__WHAT THE TASK REQUIRES__:
Return the passage of the spruce top theft article between "Then, he spotted" and "garlands and wreaths.", inclusive, copied word for word.

Spruce top thieves illegally cutting a northwoods cash crop
Spruce top thieves illegally cutting a northwoods cash crop
Minnesota Department of Natural Resources Conservation Officer Shane Zavodnik recently hopped through a snowy bog a few miles outside Eveleth, Minnesotta, struggling to keep his boots dry.
Then, he spotted the telltale signs of an unusual crime. Every few feet, he pointed to the tops of young spruce trees, five to eight feet tall, with their tops hacked off.
The evergreen tops of these small, immature spruce trees that sprout out of the soggy bogs of northeastern Minnesota’s boreal forest are all the rage in home holiday decor. When potted up they look like miniature Christmas trees, and are popular on tabletops or on suburban front porches.
Northern Minnesota is home to a thriving cottage industry of harvesters and buyers. They supply a growing holiday greenery market, from birch logs to spruce tops to balsam boughs, that are used to make garlands and wreaths.
But this year, suppliers from Canada haven’t been able to sell across the border because of the COVID-19 pandemic. So spruce thieves have stepped in to help fill part of the gap.
“We’ve been getting spruce top theft complaints since the middle of September, and it’s just consistent and constant,” said Zavodnik. “We’ve had cases from International Falls all the way down to the Twin Cities, including out-of-state buyers as well.”
The people illegally cutting the spruce tops, he said, are going to great lengths to avoid detection. They work late at night. They use fluorescent tape to mark their trails into the spruce swamps, so they don’t get lost trying to come out. He said most of those caught have had prior criminal records.
It’s hard, wet, cold work, but potentially lucrative. Zavodnik said they can sell the tops for as much as a dollar a piece to unlicensed buyers.
“On any given night, two people, in a 7-8 hour period, can cut roughly 1,000 tops,” he said.

__SUPPLIED RECORDS__:
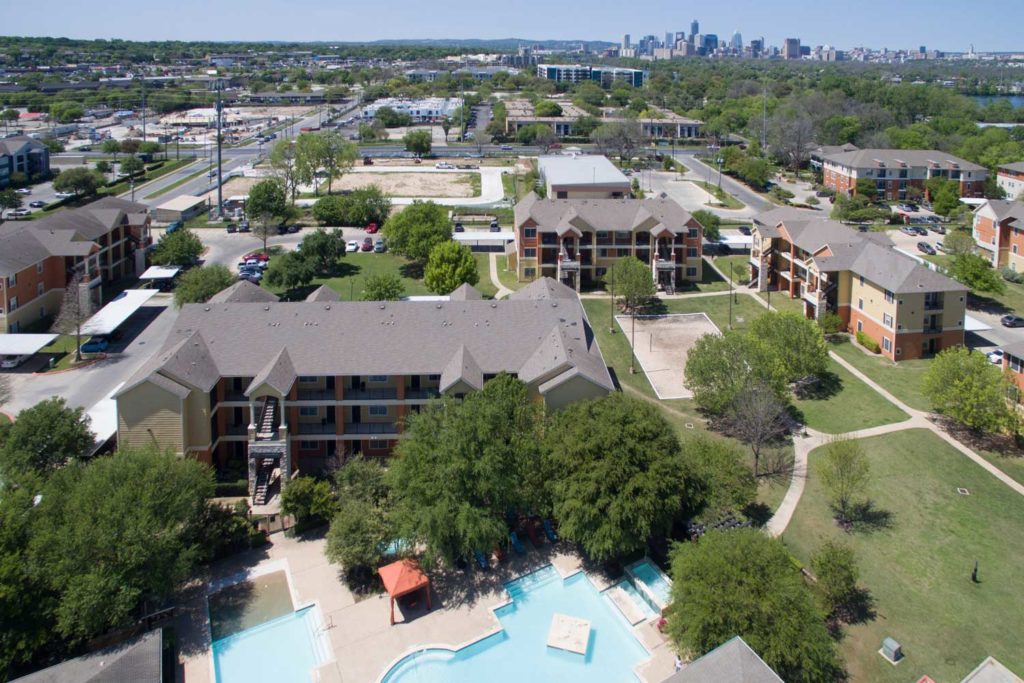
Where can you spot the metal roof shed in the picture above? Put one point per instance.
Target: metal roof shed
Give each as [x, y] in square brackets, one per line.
[113, 315]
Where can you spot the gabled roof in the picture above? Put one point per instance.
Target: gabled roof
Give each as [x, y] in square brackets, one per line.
[462, 368]
[733, 662]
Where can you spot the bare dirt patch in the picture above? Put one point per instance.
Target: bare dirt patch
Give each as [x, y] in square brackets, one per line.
[662, 344]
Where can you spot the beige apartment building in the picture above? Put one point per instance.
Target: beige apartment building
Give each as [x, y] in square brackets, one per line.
[275, 388]
[577, 241]
[908, 309]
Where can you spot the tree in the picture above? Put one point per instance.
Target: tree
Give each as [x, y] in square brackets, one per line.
[836, 568]
[710, 222]
[291, 270]
[976, 272]
[117, 535]
[742, 583]
[967, 388]
[181, 247]
[44, 438]
[845, 473]
[622, 137]
[266, 202]
[614, 473]
[463, 466]
[418, 141]
[417, 229]
[758, 417]
[308, 500]
[76, 308]
[450, 265]
[383, 287]
[198, 285]
[78, 180]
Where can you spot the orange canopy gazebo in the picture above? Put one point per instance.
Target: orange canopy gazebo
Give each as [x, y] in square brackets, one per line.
[402, 578]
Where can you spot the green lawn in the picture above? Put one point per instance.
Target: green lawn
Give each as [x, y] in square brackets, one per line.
[916, 556]
[845, 403]
[900, 379]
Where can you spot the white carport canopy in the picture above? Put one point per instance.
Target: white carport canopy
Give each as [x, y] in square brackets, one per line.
[160, 272]
[17, 344]
[116, 312]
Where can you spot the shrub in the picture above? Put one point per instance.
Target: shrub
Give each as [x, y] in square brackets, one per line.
[868, 343]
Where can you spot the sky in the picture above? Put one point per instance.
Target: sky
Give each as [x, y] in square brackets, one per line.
[944, 25]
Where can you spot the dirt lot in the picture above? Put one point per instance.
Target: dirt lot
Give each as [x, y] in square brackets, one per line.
[663, 343]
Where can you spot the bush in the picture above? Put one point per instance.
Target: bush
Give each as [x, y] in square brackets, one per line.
[868, 343]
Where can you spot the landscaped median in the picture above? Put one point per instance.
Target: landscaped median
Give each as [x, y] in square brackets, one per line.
[916, 546]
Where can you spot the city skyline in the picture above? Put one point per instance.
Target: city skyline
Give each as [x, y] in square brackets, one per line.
[992, 30]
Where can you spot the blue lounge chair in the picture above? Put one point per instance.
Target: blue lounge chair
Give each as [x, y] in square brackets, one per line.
[481, 561]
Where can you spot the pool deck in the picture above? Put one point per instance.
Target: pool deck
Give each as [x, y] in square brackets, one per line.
[365, 644]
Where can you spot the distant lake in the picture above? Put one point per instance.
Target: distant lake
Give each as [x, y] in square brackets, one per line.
[1017, 101]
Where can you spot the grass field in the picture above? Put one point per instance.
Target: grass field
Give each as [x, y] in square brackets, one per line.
[900, 379]
[915, 558]
[847, 404]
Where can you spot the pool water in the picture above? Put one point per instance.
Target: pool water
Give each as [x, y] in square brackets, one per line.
[283, 650]
[519, 652]
[658, 586]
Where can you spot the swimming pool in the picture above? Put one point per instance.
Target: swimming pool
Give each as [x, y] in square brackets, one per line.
[283, 650]
[519, 651]
[652, 582]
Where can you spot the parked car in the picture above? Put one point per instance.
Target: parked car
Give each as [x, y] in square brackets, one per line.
[95, 345]
[1012, 322]
[8, 361]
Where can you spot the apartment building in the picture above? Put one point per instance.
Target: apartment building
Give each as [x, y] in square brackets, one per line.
[908, 309]
[294, 386]
[998, 229]
[23, 155]
[1009, 177]
[576, 241]
[895, 170]
[582, 176]
[103, 241]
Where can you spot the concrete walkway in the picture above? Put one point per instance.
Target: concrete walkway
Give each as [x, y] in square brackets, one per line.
[502, 290]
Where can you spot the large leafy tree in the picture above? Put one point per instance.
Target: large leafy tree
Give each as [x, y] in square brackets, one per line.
[44, 438]
[198, 285]
[968, 389]
[742, 583]
[118, 534]
[450, 265]
[615, 474]
[182, 247]
[463, 466]
[417, 229]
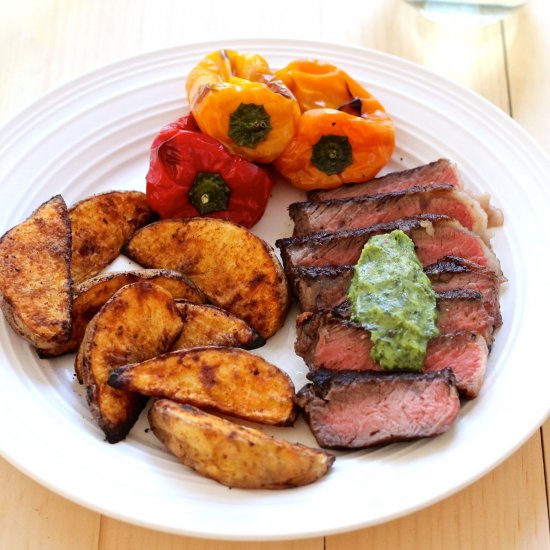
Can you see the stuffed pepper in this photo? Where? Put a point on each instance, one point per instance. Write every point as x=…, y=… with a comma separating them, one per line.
x=344, y=134
x=192, y=174
x=236, y=99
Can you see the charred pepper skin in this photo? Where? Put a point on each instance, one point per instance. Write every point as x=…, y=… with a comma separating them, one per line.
x=344, y=134
x=236, y=99
x=192, y=174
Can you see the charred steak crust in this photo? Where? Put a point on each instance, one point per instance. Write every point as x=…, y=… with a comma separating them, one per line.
x=326, y=287
x=357, y=410
x=435, y=236
x=439, y=171
x=323, y=380
x=364, y=211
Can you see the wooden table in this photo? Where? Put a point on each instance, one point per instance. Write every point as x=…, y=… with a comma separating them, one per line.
x=43, y=44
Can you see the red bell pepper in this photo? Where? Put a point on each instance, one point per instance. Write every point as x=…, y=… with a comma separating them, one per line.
x=192, y=174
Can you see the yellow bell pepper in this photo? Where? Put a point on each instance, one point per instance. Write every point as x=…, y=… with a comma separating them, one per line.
x=344, y=134
x=236, y=99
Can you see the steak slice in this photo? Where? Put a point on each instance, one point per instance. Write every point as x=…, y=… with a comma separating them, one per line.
x=320, y=287
x=356, y=410
x=326, y=341
x=434, y=237
x=452, y=273
x=465, y=353
x=439, y=171
x=327, y=287
x=356, y=212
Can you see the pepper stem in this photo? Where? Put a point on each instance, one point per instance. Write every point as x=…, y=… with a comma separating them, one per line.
x=249, y=124
x=209, y=193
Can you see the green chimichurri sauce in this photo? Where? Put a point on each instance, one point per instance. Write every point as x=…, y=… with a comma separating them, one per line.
x=392, y=297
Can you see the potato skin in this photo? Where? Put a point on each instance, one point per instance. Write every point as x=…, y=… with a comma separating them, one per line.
x=138, y=322
x=208, y=325
x=90, y=295
x=234, y=455
x=227, y=380
x=237, y=270
x=35, y=279
x=101, y=224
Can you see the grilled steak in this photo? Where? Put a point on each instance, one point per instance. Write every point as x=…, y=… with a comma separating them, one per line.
x=326, y=341
x=320, y=287
x=440, y=171
x=452, y=273
x=327, y=287
x=434, y=236
x=356, y=212
x=457, y=310
x=355, y=410
x=465, y=353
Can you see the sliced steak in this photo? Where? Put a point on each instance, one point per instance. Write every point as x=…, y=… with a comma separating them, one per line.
x=327, y=287
x=434, y=237
x=320, y=287
x=457, y=310
x=452, y=273
x=356, y=410
x=326, y=341
x=465, y=353
x=356, y=212
x=439, y=171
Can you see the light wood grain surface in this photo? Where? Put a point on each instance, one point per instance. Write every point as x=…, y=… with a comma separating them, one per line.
x=45, y=43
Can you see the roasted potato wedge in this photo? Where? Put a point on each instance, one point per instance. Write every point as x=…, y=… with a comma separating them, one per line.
x=207, y=325
x=227, y=380
x=101, y=224
x=90, y=295
x=237, y=270
x=138, y=322
x=35, y=278
x=236, y=456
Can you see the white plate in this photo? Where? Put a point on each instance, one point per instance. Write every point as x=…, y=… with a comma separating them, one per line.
x=93, y=134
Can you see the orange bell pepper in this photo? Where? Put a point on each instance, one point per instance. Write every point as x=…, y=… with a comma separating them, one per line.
x=344, y=134
x=236, y=99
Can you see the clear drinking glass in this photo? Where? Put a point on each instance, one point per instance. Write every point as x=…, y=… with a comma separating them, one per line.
x=469, y=12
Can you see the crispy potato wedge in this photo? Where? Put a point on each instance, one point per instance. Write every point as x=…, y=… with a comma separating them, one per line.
x=101, y=224
x=237, y=270
x=35, y=278
x=90, y=295
x=236, y=456
x=227, y=380
x=207, y=325
x=138, y=322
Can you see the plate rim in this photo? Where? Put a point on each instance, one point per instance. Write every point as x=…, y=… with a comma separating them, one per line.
x=206, y=45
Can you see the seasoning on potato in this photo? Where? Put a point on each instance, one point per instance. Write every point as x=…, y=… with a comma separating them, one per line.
x=90, y=295
x=227, y=380
x=35, y=279
x=234, y=455
x=140, y=321
x=207, y=325
x=101, y=224
x=237, y=270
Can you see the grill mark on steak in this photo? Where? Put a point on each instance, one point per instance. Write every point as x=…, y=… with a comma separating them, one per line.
x=434, y=236
x=326, y=287
x=457, y=310
x=357, y=212
x=439, y=171
x=356, y=410
x=326, y=341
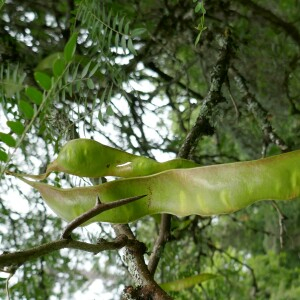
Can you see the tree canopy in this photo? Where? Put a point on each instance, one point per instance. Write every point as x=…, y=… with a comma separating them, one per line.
x=210, y=81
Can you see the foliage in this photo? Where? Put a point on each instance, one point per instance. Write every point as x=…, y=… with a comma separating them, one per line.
x=136, y=75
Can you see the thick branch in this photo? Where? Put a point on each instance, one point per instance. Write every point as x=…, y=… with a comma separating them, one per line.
x=20, y=257
x=203, y=125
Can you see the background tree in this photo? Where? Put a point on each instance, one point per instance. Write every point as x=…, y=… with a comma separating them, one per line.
x=214, y=82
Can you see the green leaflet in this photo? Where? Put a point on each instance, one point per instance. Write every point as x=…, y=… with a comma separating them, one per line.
x=206, y=191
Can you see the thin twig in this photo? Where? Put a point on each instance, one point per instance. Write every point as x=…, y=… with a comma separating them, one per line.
x=8, y=260
x=162, y=239
x=96, y=210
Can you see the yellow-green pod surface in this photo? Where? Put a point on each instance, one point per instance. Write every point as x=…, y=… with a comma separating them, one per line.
x=206, y=191
x=88, y=158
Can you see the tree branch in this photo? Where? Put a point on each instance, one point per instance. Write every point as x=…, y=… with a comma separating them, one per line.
x=203, y=124
x=20, y=257
x=257, y=110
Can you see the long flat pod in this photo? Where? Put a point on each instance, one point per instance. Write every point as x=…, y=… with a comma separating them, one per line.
x=211, y=190
x=89, y=158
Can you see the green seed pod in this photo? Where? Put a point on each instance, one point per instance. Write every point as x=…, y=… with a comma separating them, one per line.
x=206, y=191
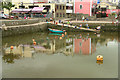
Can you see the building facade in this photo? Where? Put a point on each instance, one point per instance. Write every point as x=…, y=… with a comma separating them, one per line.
x=109, y=4
x=84, y=6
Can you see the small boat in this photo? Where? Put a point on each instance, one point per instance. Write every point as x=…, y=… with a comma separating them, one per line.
x=56, y=31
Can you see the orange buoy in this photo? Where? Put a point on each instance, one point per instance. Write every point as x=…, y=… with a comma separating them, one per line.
x=56, y=37
x=112, y=22
x=62, y=35
x=11, y=47
x=99, y=58
x=34, y=43
x=33, y=40
x=56, y=23
x=65, y=33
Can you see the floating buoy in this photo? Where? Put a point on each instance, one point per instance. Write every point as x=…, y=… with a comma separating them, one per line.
x=34, y=43
x=11, y=47
x=99, y=62
x=56, y=23
x=112, y=22
x=56, y=37
x=62, y=35
x=65, y=33
x=99, y=58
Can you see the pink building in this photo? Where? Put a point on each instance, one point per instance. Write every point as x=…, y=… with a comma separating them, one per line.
x=84, y=6
x=84, y=46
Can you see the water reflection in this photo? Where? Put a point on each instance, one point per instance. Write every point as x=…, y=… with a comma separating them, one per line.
x=77, y=44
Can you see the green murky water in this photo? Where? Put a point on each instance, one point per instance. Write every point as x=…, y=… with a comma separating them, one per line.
x=53, y=56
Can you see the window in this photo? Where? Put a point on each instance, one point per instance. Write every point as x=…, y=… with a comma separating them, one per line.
x=80, y=6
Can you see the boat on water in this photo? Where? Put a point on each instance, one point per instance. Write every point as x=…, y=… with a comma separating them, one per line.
x=56, y=31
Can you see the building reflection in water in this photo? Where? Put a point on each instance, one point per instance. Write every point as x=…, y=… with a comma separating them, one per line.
x=68, y=46
x=84, y=46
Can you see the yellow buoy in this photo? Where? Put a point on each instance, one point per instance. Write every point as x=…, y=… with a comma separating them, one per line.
x=99, y=58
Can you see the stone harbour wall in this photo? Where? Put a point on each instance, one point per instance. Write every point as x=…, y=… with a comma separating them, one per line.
x=24, y=29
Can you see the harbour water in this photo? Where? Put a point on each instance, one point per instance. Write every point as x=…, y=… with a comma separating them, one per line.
x=45, y=55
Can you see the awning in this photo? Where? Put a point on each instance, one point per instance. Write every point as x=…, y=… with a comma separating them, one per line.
x=38, y=9
x=21, y=10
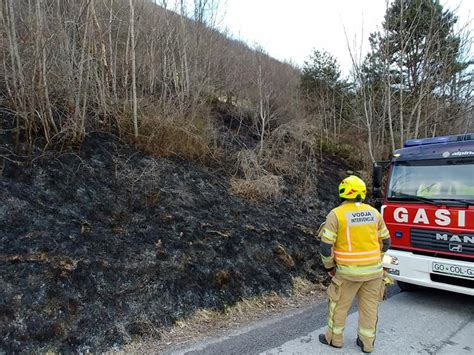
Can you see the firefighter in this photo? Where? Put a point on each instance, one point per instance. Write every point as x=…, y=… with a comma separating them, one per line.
x=353, y=240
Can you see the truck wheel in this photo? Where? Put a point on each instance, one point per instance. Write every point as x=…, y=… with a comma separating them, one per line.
x=406, y=287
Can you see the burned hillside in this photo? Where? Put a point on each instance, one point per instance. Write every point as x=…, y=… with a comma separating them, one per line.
x=104, y=244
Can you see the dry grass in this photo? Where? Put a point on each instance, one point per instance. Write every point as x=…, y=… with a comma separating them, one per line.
x=208, y=322
x=264, y=188
x=257, y=184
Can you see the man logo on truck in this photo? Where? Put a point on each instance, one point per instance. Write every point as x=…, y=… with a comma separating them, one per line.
x=455, y=247
x=455, y=238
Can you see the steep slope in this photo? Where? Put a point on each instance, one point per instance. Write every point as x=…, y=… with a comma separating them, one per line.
x=104, y=244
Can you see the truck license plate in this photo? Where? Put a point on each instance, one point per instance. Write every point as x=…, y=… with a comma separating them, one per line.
x=451, y=269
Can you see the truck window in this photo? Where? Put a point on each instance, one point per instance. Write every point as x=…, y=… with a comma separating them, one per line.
x=435, y=179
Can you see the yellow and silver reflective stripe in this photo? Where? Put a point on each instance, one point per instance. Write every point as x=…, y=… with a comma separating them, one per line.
x=376, y=257
x=356, y=252
x=367, y=332
x=332, y=328
x=326, y=259
x=359, y=270
x=330, y=235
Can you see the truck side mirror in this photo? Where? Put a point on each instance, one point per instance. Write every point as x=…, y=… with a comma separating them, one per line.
x=377, y=180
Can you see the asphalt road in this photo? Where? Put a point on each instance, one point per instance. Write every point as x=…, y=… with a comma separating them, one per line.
x=427, y=321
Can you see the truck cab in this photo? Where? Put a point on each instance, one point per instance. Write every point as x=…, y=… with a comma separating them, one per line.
x=428, y=206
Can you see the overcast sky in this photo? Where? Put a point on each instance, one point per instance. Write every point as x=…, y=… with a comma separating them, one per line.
x=291, y=29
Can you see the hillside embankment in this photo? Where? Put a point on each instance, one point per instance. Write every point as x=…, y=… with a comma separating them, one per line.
x=102, y=244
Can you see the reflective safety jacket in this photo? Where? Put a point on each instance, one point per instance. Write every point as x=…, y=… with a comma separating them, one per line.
x=355, y=230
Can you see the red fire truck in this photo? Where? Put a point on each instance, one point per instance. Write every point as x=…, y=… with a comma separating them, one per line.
x=428, y=206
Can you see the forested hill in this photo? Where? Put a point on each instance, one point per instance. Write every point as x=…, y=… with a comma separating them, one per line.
x=150, y=166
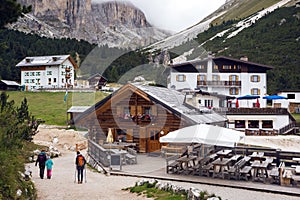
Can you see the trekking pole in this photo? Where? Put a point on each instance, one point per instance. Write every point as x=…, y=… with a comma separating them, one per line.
x=85, y=175
x=75, y=175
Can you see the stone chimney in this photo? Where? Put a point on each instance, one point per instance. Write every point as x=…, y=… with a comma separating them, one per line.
x=244, y=58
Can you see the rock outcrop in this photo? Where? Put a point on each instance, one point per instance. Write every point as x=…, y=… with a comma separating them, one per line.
x=110, y=23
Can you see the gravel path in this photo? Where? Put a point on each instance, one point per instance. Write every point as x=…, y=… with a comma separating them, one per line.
x=100, y=186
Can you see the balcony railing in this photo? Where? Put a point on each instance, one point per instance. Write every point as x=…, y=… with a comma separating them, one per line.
x=246, y=111
x=219, y=83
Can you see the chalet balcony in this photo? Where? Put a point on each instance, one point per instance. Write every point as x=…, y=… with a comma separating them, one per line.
x=68, y=76
x=219, y=83
x=139, y=119
x=251, y=111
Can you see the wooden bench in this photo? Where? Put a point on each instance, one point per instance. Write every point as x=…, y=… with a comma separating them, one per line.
x=245, y=172
x=206, y=169
x=172, y=164
x=234, y=171
x=131, y=156
x=167, y=151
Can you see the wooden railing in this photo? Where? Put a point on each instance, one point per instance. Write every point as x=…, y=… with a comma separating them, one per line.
x=219, y=83
x=98, y=153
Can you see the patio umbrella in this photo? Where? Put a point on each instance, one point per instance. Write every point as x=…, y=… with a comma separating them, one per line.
x=204, y=134
x=257, y=105
x=274, y=97
x=110, y=137
x=237, y=103
x=247, y=97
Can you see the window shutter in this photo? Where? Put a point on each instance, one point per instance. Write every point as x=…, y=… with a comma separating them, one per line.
x=132, y=110
x=140, y=110
x=154, y=110
x=119, y=110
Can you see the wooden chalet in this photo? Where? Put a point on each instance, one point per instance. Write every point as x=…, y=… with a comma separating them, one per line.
x=142, y=114
x=97, y=81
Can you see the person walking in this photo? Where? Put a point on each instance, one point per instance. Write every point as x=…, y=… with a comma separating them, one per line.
x=80, y=164
x=49, y=164
x=41, y=159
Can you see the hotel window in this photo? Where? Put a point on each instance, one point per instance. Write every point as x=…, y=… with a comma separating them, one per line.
x=208, y=103
x=255, y=78
x=226, y=66
x=239, y=124
x=49, y=73
x=255, y=91
x=291, y=96
x=201, y=78
x=253, y=124
x=216, y=77
x=180, y=78
x=200, y=67
x=233, y=78
x=267, y=124
x=233, y=91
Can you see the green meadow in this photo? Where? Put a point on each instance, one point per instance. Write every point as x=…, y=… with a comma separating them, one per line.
x=50, y=106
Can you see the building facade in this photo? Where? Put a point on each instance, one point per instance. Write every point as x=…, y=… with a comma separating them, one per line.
x=221, y=75
x=142, y=114
x=57, y=71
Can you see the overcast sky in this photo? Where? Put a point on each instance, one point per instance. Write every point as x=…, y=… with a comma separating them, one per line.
x=175, y=15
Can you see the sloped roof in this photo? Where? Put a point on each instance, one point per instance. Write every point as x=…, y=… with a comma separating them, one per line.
x=45, y=61
x=174, y=101
x=78, y=109
x=10, y=83
x=170, y=99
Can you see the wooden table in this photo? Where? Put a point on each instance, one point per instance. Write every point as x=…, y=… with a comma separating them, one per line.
x=257, y=155
x=186, y=162
x=260, y=170
x=223, y=153
x=220, y=165
x=121, y=152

__TASK RESULT__:
Then, he spotted the telltale signs of an unusual crime. Every few feet, he pointed to the tops of young spruce trees, five to eight feet tall, with their tops hacked off.
The evergreen tops of these small, immature spruce trees that sprout out of the soggy bogs of northeastern Minnesota’s boreal forest are all the rage in home holiday decor. When potted up they look like miniature Christmas trees, and are popular on tabletops or on suburban front porches.
Northern Minnesota is home to a thriving cottage industry of harvesters and buyers. They supply a growing holiday greenery market, from birch logs to spruce tops to balsam boughs, that are used to make garlands and wreaths.